▸ **Passage given**
Very recently, [Kirillov et al. 2023] presented a foundation model for 2D interactive segmentation termed SAM, which triggered a line of follow-up works aiming at harnessing SAM’s impressive capabilities to the 3D domain [Cen et al. 2023; Chen et al. 2023b; Yang et al. 2023; Zhang et al. 2023]. One approach is to segment 2D projections of the 3D data and fuse them in 3D. However, such an approach requires high user guidance, as the segmentation is performed in 2D, and the user’s input is required for different views.

Another approach taken by [Chen et al. 2023b] is to lift SAM’s features to a NeRF representation and use SAM’s decoder to obtain the segmentation masks. As in the first approach, applying the segmentation in 2D limits the method’s capabilities, since it cannot segment together occluded regions in 3D that are not visible concurrently in any 2D view. In contrast to existing works, our model and the user clicks are applied directly in 3D, simplifying the segmentation process and enabling the native segmentation of meaningful regions in 3D (as demonstrated in Fig. 5).

3 Method

Given a 3D shape depicted as a mesh \(\mathcal {M}\) with vertices \(V = \lbrace v_i\rbrace _{i=1}^{n}\), \(v_i = (x_i, y_i, z_i) \in \mathbb {R}^3\), and a set of selected vertices by the user representing positive or negative clicks, our goal is to predict the per-vertex probability \(P = \lbrace p_i\rbrace _{i=1}^{n}\), p_i ∈ [0, 1] of belonging to a region adhering to the user inputs. Our system offers an interactive user interface, such that the number of clicks and their type can be varied and the segmented region of the shape is updated accordingly.

We tackle the problem by proposing an interactive segmentation technique consisting of two parts: an encoder that maps vertex coordinates to a deep semantic vector and a decoder that takes the vertex features and the user clicks and predicts the corresponding mesh segment. The decoder contains an interactive attention layer supporting a variable number of clicks, which can be positive or negative, to increase or decrease the segmented region. Fig. 3 presents an overview of the method.

▸ **Data lines**
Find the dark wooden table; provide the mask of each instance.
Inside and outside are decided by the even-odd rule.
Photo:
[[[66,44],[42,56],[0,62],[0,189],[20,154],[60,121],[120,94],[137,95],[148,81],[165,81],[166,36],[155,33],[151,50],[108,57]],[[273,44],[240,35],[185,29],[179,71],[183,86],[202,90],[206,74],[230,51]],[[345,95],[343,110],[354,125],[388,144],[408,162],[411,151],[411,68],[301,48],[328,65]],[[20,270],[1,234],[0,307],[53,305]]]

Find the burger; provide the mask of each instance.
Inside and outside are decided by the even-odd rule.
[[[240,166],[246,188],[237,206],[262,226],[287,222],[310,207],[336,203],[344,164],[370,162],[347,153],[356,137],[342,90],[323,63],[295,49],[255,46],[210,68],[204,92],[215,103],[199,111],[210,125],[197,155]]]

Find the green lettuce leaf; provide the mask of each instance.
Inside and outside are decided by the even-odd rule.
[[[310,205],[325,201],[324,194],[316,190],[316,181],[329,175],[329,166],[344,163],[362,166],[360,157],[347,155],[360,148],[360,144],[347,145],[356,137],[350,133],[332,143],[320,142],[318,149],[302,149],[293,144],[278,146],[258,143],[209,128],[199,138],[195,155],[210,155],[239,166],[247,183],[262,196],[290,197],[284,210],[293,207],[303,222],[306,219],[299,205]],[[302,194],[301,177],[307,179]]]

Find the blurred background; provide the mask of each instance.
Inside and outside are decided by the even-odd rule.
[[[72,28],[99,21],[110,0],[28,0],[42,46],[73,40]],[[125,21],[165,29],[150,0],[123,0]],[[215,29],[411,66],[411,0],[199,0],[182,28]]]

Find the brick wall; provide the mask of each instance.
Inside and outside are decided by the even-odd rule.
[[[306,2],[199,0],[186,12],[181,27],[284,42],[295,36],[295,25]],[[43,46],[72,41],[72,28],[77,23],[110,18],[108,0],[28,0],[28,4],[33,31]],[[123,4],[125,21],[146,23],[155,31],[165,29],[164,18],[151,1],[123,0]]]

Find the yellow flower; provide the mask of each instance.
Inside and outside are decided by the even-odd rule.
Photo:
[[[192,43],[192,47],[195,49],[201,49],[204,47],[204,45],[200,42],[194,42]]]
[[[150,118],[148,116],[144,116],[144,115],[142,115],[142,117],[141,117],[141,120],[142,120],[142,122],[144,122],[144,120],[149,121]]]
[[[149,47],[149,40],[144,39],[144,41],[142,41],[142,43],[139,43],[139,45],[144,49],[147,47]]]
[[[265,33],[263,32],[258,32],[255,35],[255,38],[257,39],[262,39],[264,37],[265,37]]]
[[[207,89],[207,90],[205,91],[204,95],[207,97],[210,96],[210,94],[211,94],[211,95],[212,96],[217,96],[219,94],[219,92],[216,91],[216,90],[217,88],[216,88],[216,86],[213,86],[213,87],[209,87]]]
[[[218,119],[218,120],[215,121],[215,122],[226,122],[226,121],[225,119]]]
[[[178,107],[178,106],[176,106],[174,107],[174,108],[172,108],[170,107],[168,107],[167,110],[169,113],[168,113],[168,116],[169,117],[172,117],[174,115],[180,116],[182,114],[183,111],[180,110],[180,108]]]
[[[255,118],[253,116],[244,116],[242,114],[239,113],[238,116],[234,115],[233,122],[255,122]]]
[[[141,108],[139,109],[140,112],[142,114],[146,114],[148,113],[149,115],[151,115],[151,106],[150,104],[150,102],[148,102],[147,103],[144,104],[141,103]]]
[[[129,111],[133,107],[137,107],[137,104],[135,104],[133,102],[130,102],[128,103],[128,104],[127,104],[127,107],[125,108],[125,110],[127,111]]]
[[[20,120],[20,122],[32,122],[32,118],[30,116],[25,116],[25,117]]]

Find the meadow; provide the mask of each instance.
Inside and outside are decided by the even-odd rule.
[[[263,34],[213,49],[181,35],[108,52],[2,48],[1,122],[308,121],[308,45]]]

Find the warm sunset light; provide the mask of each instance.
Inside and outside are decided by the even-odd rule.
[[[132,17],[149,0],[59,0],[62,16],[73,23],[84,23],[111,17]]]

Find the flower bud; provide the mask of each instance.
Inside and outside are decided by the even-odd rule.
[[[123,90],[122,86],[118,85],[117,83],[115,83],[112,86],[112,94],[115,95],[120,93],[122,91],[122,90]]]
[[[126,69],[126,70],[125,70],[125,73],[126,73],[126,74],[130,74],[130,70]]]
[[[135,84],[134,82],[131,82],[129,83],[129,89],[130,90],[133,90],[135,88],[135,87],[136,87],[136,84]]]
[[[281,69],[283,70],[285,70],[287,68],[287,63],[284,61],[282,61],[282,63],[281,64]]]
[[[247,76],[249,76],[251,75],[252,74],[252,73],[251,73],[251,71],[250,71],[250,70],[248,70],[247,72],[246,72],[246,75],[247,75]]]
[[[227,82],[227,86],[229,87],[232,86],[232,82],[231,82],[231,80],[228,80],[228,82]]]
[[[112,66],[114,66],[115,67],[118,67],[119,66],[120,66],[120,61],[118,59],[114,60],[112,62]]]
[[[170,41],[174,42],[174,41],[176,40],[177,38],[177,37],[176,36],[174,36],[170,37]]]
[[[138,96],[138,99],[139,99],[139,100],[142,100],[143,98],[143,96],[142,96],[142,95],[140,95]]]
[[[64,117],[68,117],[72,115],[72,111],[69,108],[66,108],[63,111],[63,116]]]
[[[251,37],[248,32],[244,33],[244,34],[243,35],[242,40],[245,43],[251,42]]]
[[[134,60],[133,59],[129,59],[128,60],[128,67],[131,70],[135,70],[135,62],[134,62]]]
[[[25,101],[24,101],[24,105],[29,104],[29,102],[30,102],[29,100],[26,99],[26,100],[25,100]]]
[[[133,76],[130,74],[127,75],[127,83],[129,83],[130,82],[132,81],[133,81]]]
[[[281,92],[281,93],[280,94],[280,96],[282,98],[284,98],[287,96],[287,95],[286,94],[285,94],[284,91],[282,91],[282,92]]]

▸ **Set tasks**
**1.** Answer these from the passage on 3D mesh segmentation:
(a) In the approach of [Chen et al. 2023b], what representation are SAM's features lifted to?
(b) What does the encoder map vertex coordinates to?
(c) What does the interactive attention layer in the decoder support?
**2.** Reproduce the part of the passage on 3D mesh segmentation that opens with the words containing "Very recently, [Kirillov" and closes with "for different views.".
**3.** Write what follows the last sentence of the passage on 3D mesh segmentation, continuing it from where it stops.
The items were collected from a different source than the passage on 3D mesh segmentation.

▸ **Responses for each task**
**1.**
(a) A NeRF representation.
(b) A deep semantic vector.
(c) A variable number of clicks, which can be positive or negative, to increase or decrease the segmented region.

**2.**
Very recently, [Kirillov et al. 2023] presented a foundation model for 2D interactive segmentation termed SAM, which triggered a line of follow-up works aiming at harnessing SAM’s impressive capabilities to the 3D domain [Cen et al. 2023; Chen et al. 2023b; Yang et al. 2023; Zhang et al. 2023]. One approach is to segment 2D projections of the 3D data and fuse them in 3D. However, such an approach requires high user guidance, as the segmentation is performed in 2D, and the user’s input is required for different views.

**3.**
Fig. 4:

3.1 Mesh Feature Field

Our encoder learns a function \(\phi :\mathbb {R}^{3} \rightarrow \mathbb {R}^{d}\) that embeds each mesh vertex into a deep feature vector ϕ(v_i) = f_i, where d is the feature dimension. The collection of mesh vertex features is denoted as \(F \in \mathbb {R}^{n \times d}\) and regarded as the Mesh Feature Field (MFF).

The encoder distills the semantic information from a pretrained 2D foundation model for image segmentation [Kirillov et al. 2023] and facilitates a 3D consistent feature representation for interactive segmentation of the mesh. To train the encoder, we render the high-dimensional vertex attributes differentiably and obtain the 2D projected features:

\begin{equation} I_f^\theta = \mathcal {R}(\mathcal {M}, f, \theta) \in \mathbb {R}^{w \times h \times d}, \end{equation}

(1)

where \(\mathcal {R}\) is a differentiable renderer, θ is the viewing direction, f represents the visible vertices in the view, and w × h are the spatial dimensions of the rasterized image.

The encoder is implemented as a multi-layer perceptron network. To supervise its training, we render the mesh into a color image \(I_c^\theta\) and pass it through the encoder E_2D of the 2D foundation model [Kirillov et al. 2023] to obtain a reference feature map:

\begin{equation} I_e^\theta = E_{2D}(I_c^\theta) \in \mathbb {R}^{w \times h \times d}. \end{equation}

(2)

This process is repeated for multiple random viewing angles Θ, and our encoder is trained to minimize the discrepancy between the rendered MFF and the reference 2D features:

\begin{equation} \mathcal {L}_{enc} = \frac{1}{|\Theta |} \sum _{\theta \in \Theta } || I_f^\theta - I_e^\theta ||^2. \end{equation}

(3)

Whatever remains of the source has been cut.